Across the listing, how many lines contain "curb"? The reply is the number alone.
+--
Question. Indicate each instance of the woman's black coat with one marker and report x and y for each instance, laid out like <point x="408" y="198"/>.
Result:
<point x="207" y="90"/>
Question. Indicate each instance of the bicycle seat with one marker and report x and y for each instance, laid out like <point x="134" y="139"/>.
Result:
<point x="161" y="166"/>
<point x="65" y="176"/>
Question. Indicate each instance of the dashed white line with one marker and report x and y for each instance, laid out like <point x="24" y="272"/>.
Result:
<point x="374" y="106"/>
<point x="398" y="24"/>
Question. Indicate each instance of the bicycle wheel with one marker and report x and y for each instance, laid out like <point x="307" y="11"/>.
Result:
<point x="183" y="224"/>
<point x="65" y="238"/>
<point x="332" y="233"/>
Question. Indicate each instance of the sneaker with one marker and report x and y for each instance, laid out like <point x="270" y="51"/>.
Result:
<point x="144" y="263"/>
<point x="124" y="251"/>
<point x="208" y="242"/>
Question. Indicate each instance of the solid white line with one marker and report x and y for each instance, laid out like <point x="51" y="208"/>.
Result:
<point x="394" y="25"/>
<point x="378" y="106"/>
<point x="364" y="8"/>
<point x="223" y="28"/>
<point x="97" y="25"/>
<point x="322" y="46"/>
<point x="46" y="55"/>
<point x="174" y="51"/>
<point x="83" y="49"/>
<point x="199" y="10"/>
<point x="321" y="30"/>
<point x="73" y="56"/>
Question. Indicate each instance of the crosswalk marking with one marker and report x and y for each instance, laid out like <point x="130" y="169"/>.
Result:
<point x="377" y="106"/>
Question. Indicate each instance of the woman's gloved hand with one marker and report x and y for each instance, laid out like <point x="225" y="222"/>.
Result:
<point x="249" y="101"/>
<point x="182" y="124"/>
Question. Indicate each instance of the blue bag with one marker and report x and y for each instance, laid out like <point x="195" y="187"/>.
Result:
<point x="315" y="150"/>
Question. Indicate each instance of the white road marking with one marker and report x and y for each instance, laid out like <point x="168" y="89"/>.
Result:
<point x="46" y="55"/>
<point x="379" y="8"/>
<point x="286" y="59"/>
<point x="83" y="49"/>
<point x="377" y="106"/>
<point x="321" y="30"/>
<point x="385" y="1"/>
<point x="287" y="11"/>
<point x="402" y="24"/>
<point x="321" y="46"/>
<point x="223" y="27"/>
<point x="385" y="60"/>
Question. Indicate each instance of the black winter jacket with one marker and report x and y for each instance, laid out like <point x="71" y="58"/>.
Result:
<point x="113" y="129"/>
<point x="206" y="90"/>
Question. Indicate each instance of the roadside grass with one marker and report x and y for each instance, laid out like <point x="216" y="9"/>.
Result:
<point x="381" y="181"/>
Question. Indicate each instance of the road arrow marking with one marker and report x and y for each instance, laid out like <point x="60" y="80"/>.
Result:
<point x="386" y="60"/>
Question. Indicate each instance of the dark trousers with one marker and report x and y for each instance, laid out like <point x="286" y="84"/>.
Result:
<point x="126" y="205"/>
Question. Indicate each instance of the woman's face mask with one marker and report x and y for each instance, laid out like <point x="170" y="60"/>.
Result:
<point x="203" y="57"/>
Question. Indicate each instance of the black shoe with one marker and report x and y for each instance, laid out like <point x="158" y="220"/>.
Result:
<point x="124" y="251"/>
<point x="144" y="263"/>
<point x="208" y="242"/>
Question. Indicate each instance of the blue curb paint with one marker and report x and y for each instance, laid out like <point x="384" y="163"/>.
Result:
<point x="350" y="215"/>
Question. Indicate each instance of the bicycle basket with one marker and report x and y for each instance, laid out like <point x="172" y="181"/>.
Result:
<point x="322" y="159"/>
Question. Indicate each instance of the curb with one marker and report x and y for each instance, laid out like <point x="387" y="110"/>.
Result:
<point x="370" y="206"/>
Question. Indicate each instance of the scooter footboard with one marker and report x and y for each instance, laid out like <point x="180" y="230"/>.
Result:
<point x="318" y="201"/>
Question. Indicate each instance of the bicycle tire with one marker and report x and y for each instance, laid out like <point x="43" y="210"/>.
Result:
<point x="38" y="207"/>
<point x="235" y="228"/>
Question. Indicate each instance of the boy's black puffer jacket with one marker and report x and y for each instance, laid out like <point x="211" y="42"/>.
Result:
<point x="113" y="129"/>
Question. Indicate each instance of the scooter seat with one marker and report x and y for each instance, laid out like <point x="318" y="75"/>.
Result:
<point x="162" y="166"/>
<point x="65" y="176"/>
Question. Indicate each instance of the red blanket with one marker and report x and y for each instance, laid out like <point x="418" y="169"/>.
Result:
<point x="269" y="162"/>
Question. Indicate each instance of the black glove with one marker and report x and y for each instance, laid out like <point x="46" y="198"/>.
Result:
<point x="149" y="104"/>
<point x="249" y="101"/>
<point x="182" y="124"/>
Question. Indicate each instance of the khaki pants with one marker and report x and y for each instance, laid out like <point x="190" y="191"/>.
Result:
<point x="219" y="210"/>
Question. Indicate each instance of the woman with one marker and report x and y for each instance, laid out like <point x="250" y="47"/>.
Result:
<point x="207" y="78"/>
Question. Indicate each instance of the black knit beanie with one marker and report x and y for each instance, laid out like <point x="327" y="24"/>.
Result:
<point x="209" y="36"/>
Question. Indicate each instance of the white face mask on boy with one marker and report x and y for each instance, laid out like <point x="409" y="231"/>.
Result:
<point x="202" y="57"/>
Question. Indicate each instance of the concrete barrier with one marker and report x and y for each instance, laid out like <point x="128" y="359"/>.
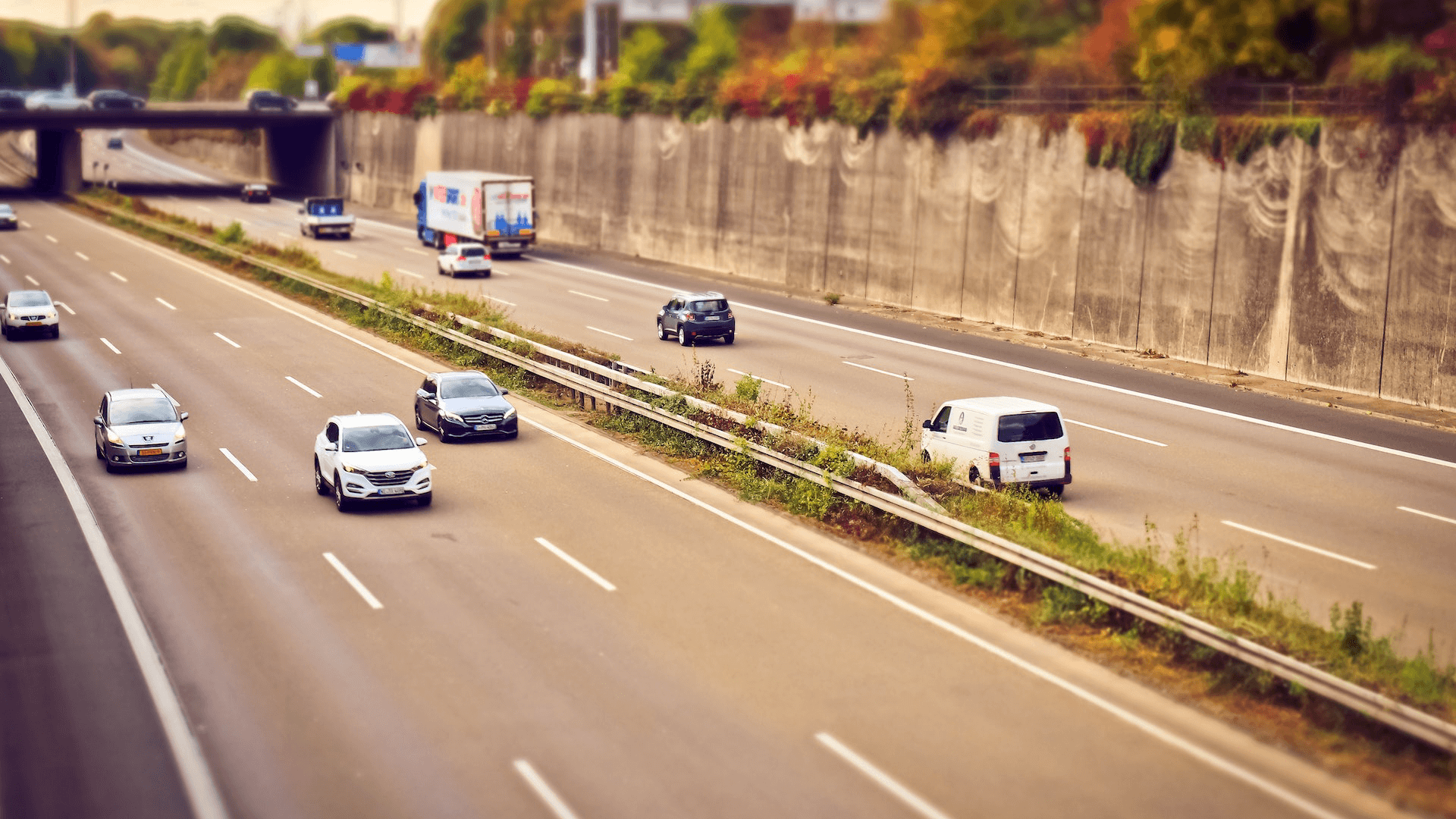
+--
Exercise response = 2